■ LIST OF TASKS:
A. In the oil rig charts thread below, what two formats does user285 say the Hilton's products come in?
B. Turn the paragraph in the oil rig charts thread that begins "There are several ways to check up on rig moves" into a short bulleted list that keeps its main facts.

# Oil rig charts



## GAHUNTER (Jan 30, 2008)

Is there a web site or a constantly updated chart published that shows the location by lat/long of every oil rig, stand pipe, gas well, etc., in the Gulf? In the past, I've gotten block charts in LA that shows locations in individulal blocks, butI found thme inaccurate or outdated.


----------



## Speckulator (Oct 3, 2007)

Get a Hilton's Book!!!!!!!!!!!!!!

George


----------



## GAHUNTER (Jan 30, 2008)

Thanks George.

I found them on the web and it seems like this is exactly what I am looking for!

Thanks again.


----------



## user285 (Oct 2, 2007)

You can get them at Outcast, GBBT and Academy


----------



## bottomfisher01 (May 28, 2008)

Where did you find it on the web? Is it the hilton atlas?


----------



## user285 (Oct 2, 2007)

http://realtime-navigator.com/Merchant2/merchant.mvc?Screen=CTGY&Store_Code=HO&Category_Code=LD


----------



## Gump (Oct 4, 2007)

There are several ways to check up on rig moves and locations. First, you can purchase "POD" or "Print on demand" Block overlay chart for the Gulf. The "POD" charts are updated through the latest Local Notice to Mariners. From there you can simply check the USCG website to get the weekly updates for the Local Notice to Mariners for any changes. 

You may also want to check out www.rigzone.com I think there is a link to check out rig locations. Good Luck


----------



## bottomfisher01 (May 28, 2008)

The atlas or the chart?


----------



## user285 (Oct 2, 2007)

The atlas or the chart....what?


----------



## bottomfisher01 (May 28, 2008)

On the hiltons web site there is an atlas and a chart. Which one has the numbers on it?


----------



## user285 (Oct 2, 2007)

they both do. one is a spiral book the other is a fold up map. you can go to any of the stores mentioned above and see them first hand (I know Outcast had both the last time I was in there):toast


----------



## bottomfisher01 (May 28, 2008)

ok thanks


----------

■ STORED ROWS:

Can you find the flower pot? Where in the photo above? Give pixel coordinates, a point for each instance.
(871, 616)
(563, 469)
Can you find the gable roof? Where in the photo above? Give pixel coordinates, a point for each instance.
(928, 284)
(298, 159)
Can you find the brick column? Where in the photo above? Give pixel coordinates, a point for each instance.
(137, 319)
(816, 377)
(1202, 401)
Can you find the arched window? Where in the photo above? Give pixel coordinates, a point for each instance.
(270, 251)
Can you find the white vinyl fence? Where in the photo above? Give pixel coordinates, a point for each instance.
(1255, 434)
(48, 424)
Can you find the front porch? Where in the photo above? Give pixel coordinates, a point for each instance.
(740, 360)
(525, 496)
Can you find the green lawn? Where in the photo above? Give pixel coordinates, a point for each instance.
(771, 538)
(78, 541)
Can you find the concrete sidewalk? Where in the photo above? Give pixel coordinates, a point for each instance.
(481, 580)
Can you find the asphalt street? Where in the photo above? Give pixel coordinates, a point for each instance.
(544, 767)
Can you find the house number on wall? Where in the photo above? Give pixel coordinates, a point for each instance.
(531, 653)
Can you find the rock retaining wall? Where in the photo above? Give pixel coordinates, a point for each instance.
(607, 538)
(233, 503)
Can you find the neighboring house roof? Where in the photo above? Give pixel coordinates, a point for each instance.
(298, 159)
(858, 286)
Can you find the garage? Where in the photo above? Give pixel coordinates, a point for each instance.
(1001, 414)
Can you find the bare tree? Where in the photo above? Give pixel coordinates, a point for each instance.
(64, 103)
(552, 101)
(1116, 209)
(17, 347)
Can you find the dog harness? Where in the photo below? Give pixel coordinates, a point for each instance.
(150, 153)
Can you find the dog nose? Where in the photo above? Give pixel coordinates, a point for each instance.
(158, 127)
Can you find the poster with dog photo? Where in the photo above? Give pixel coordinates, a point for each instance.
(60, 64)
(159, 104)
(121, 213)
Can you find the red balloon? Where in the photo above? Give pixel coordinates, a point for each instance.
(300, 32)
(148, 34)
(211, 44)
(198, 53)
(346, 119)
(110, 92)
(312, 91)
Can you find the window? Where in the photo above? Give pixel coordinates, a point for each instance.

■ PROBLEM SOLUTIONS:
A. One is a spiral book and the other is a fold-up map.

B.
- Buy a "POD" ("Print on demand") block overlay chart for the Gulf, which is updated through the latest Local Notice to Mariners.
- Check the USCG website for the weekly Local Notice to Mariners updates to catch any changes.